══ Data supplied ══
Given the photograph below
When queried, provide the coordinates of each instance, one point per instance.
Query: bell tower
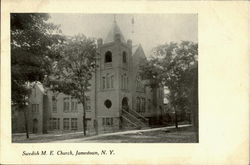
(113, 76)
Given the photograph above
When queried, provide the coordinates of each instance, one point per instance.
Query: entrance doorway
(125, 104)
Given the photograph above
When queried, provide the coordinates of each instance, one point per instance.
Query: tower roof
(113, 31)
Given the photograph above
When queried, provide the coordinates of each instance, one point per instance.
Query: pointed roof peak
(115, 29)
═══
== Required action ==
Without the pictures, return each entry exactly as given.

== The answer ==
Given the photograph below
When queried, provide the coordinates of each instance, one point per instance.
Query: bell tower
(113, 76)
Given the photograph above
When queried, provide the coordinates of each instance, one point per instance.
Query: entrance doorway
(125, 104)
Given the photograph above
When queried, provide the coordinates of each instance, one point per instance.
Query: tower roof
(113, 31)
Given the photograph above
When queried, provide the coordinates of each instance, one point per instance.
Query: pointed roof peak
(115, 29)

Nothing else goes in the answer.